750 miliardi di euro, dunque, così suddivisi: 390 miliardi di sovvenzioni (grants, risorse a fondo perduto) e 360 miliardi di prestiti (loans, da restituire entro il 2058). Di questa enorme somma di denaro, l’Italia può contare su 209 miliardi circa, ripartiti tra 81,5 miliardi di grants e 127,5 di loans.

A questo punto la domanda sorge spontanea: da dove arrivano questi soldi?

Il funding è quasi totalmente delegato al mercato, attraverso l’emissione di debito comunitario il cui rimborso sarà spalmato sui futuri piani di bilancio, tra il 2028 ed il 2058. I singoli Stati saranno comunque chiamati a farsi carico di un contributo pari al 2% del proprio PIL: questo consentirà di potenziare la fiducia degli investitori internazionali e di migliorare la solidità del debito, attraverso emissioni con rating di massimo livello, pertanto meno onerose e volatili rispetto a quelle dei singoli Stati.

LE CIFRE IN GIOCO: ALCUNI DETTAGLI

Inquadrata la funzione generale dello strumento e le modalità di finanziamento, entriamo più nel dettaglio cercando di capire quali sono i numeri che Next Generation EU mette a disposizione degli Stati membri per i vari capitoli di spesa.

Come detto, stiamo parlando di 750 miliardi così frazionati (fonte ufficiale, consilium.europa.eu):

Come si vede, oltre a risorse funzionali a innovazione e digitalizzazione per 10,6 miliardi (stanziati in “Orizzonte Europa” e “InvestEU”), e ad ulteriori 17,5 miliardi dedicati a risorse naturali ed ambiente (“Fondo per una transizione giusta” e “Sviluppo rurale”), la netta prevalenza di prestiti e sovvenzioni è dedicata al “Dispositivo per la ripresa e la resilienza”. Stiamo parlando del meccanismo chiamato “The Recovery and Resilience Facility”, dalle cui iniziali deriva l’espressione utilizzata più comunemente nella prassi: il Recovery Fund.

È questo, dunque, il principale “oggetto del desiderio” che, come noto, ammonta per l’Italia a 209 miliardi di euro. Vediamo allora quali regole sono previste per poter attingere a questo impressionante serbatoio di denaro.

— Estratti dei record —
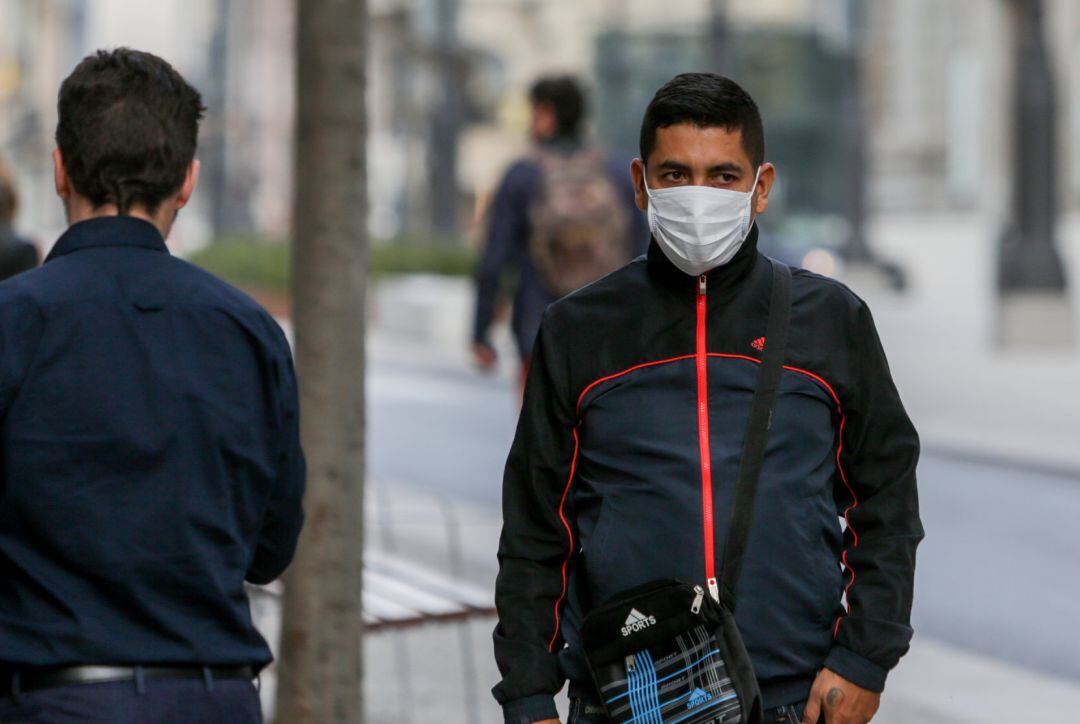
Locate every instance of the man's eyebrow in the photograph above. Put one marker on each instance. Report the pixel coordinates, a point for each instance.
(673, 165)
(725, 168)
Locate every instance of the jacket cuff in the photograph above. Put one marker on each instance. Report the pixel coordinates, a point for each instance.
(860, 671)
(529, 709)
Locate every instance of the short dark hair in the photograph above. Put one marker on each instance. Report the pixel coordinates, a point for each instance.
(565, 95)
(127, 129)
(705, 99)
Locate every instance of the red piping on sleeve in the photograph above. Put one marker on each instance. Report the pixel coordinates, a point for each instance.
(569, 535)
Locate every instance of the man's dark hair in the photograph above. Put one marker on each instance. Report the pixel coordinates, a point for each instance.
(127, 130)
(706, 101)
(565, 95)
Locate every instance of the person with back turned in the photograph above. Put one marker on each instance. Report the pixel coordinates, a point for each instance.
(149, 427)
(628, 464)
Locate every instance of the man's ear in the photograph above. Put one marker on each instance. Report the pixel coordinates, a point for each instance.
(765, 182)
(637, 174)
(61, 178)
(188, 187)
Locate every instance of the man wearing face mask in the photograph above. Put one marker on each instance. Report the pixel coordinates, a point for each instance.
(633, 426)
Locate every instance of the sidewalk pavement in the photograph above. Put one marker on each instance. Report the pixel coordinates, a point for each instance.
(444, 672)
(967, 397)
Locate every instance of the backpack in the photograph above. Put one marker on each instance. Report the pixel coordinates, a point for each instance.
(580, 227)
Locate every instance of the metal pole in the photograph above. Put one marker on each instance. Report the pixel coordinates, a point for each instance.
(1028, 258)
(719, 37)
(446, 120)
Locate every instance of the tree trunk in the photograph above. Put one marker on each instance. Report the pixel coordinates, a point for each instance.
(320, 679)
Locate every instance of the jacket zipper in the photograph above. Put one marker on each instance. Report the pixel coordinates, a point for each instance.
(701, 354)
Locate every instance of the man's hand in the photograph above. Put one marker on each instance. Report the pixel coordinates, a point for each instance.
(836, 700)
(485, 357)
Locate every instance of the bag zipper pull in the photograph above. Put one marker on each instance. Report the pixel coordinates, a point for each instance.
(698, 600)
(714, 590)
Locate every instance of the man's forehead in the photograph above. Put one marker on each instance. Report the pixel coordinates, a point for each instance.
(689, 144)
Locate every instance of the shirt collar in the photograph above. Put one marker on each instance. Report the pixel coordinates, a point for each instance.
(726, 276)
(108, 231)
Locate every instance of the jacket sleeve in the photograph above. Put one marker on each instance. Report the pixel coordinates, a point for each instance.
(879, 499)
(538, 539)
(507, 237)
(284, 513)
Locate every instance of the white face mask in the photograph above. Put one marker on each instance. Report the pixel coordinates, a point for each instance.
(700, 227)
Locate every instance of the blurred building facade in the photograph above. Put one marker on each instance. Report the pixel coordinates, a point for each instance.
(237, 52)
(448, 81)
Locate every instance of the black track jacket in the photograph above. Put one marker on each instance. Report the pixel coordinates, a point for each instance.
(629, 440)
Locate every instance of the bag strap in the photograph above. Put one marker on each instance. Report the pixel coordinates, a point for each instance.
(757, 430)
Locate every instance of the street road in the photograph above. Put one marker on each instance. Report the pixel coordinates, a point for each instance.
(998, 574)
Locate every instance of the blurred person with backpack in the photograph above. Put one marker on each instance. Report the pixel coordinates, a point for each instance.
(563, 216)
(16, 254)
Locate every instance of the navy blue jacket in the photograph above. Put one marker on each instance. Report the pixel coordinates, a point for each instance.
(150, 457)
(507, 246)
(633, 380)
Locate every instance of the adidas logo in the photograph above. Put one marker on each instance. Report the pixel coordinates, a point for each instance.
(698, 698)
(636, 621)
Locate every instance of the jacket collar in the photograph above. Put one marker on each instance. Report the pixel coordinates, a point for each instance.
(108, 231)
(720, 278)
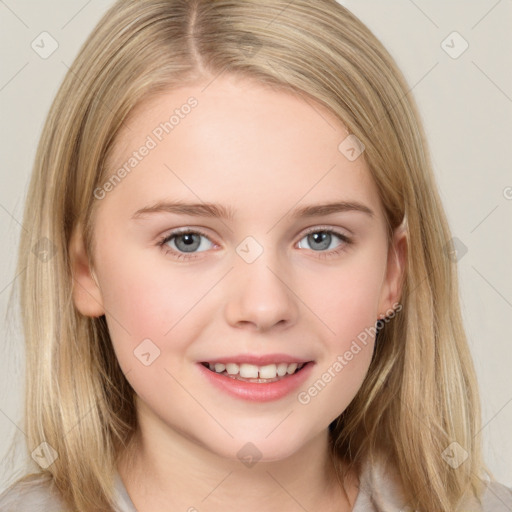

— Compiti dell'esercizio —
- a) Secondo il testo su Next Generation EU, entro quale anno devono essere restituiti i prestiti?
- b) Elenca i programmi di spesa di Next Generation EU che il testo su Next Generation EU cita con il loro nome italiano.
- c) Trascrivi, per favore, il brano del testo su Next Generation EU da "Come si vede, oltre" a "serbatoio di denaro.".

— Risposte fornite —
- a) Entro il 2058.

- b)
- Orizzonte Europa
- InvestEU
- Fondo per una transizione giusta
- Sviluppo rurale
- Dispositivo per la ripresa e la resilienza

- c)
Come si vede, oltre a risorse funzionali a innovazione e digitalizzazione per 10,6 miliardi (stanziati in “Orizzonte Europa” e “InvestEU”), e ad ulteriori 17,5 miliardi dedicati a risorse naturali ed ambiente (“Fondo per una transizione giusta” e “Sviluppo rurale”), la netta prevalenza di prestiti e sovvenzioni è dedicata al “Dispositivo per la ripresa e la resilienza”. Stiamo parlando del meccanismo chiamato “The Recovery and Resilience Facility”, dalle cui iniziali deriva l’espressione utilizzata più comunemente nella prassi: il Recovery Fund.

È questo, dunque, il principale “oggetto del desiderio” che, come noto, ammonta per l’Italia a 209 miliardi di euro. Vediamo allora quali regole sono previste per poter attingere a questo impressionante serbatoio di denaro.